Exercise instructions
Copy out the following passage on the French tenor Bruno Boterf in full, with its wording and punctuation unchanged.

Exercise passage

Bruno Boterf is a contemporary French tenor, specialising in Baroque and early music.

Biography 
Boterf began his career within the  and the Groupe Vocal de France before joining the Ensemble Clément Janequin of which he was a member until 2007. Holder of the Certificate of Aptitude for Ancient Music, Boterf has taught at the RRC of Tours, the Royal Conservatory of Liège and the Conservatoire national supérieur de musique et de danse de Lyon where he has been a singing teacher specialized in early music. He regularly teaches courses and master classes on singing and Renaissance music polyphony at conservatories and polyphonic centres. 
   
He is regularly called upon to lead projects involving singers and instrumentalists in the pre-baroque and baroque repertoire (sacred music by Henry Du Mont with the choir of Namur, motets and psalms by Praetorius, Vespers by Monteverdi, Bach's cantatas and Mass in B minor). This pedagogical practice led him to create the Ensemble Ludus Modalis, made up of a dozen singers A capella, whose repertoire mainly covers the period of sacred music from the Renaissance and early Baroque periods.

Data for review
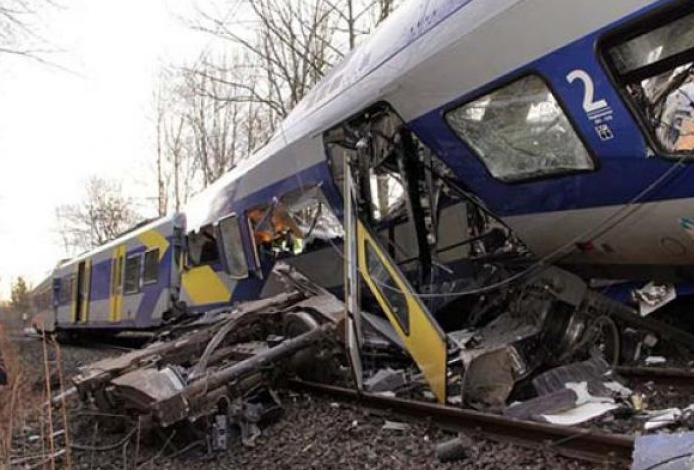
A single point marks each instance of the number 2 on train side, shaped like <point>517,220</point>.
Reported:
<point>590,105</point>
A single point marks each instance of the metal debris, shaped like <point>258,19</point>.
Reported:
<point>664,452</point>
<point>224,367</point>
<point>385,380</point>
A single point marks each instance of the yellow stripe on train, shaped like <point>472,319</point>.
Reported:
<point>203,286</point>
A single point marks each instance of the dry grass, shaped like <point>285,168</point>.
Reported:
<point>21,407</point>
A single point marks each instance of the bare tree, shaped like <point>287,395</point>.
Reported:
<point>213,113</point>
<point>102,215</point>
<point>292,46</point>
<point>19,28</point>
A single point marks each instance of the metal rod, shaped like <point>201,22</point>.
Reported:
<point>569,441</point>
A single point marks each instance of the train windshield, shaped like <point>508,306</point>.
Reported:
<point>656,70</point>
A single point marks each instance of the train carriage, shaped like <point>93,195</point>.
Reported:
<point>129,283</point>
<point>462,149</point>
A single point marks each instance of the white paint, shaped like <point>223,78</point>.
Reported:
<point>589,103</point>
<point>57,128</point>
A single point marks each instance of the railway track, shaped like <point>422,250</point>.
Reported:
<point>571,442</point>
<point>675,377</point>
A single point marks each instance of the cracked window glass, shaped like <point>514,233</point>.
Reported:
<point>520,132</point>
<point>657,71</point>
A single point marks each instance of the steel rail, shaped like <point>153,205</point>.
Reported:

Written response
Bruno Boterf is a contemporary French tenor, specialising in Baroque and early music.

Biography 
Boterf began his career within the  and the Groupe Vocal de France before joining the Ensemble Clément Janequin of which he was a member until 2007. Holder of the Certificate of Aptitude for Ancient Music, Boterf has taught at the RRC of Tours, the Royal Conservatory of Liège and the Conservatoire national supérieur de musique et de danse de Lyon where he has been a singing teacher specialized in early music. He regularly teaches courses and master classes on singing and Renaissance music polyphony at conservatories and polyphonic centres. 
   
He is regularly called upon to lead projects involving singers and instrumentalists in the pre-baroque and baroque repertoire (sacred music by Henry Du Mont with the choir of Namur, motets and psalms by Praetorius, Vespers by Monteverdi, Bach's cantatas and Mass in B minor). This pedagogical practice led him to create the Ensemble Ludus Modalis, made up of a dozen singers A capella, whose repertoire mainly covers the period of sacred music from the Renaissance and early Baroque periods.